__STATED EXERCISE__:
The data must be returned in full and exactly as given.

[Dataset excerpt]

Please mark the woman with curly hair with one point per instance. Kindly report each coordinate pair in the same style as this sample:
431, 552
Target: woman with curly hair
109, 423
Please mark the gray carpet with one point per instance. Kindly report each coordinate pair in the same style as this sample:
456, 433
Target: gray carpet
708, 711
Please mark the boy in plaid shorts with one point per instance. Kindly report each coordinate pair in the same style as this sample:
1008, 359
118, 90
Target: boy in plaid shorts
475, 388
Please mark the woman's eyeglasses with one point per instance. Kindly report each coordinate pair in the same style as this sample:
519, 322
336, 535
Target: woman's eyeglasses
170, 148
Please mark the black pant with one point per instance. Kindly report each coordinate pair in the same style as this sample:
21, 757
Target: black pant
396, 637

__SOLUTION__:
Please mark the woman with curly hair with one point per instance. Kindly report each coordinate pair in the same style as this sample:
431, 552
Target: woman with curly hair
109, 423
Please mark the gray carpet with one point per instance. Kindly report each coordinate pair in the same style as this sample:
456, 433
Target: gray carpet
708, 711
Please mark the boy in plaid shorts with one point per instance. Kindly report each coordinate pair in the same style as this sample:
1008, 359
118, 90
Target: boy in plaid shorts
475, 388
Please mark the woman's eyeglasses with one point per instance. Kindly report each coordinate pair in the same style as this sample:
519, 322
336, 535
Target: woman's eyeglasses
170, 148
Please mark the black pant with one point per instance. Kindly report each coordinate pair in the same style as this sample:
21, 757
Target: black pant
396, 637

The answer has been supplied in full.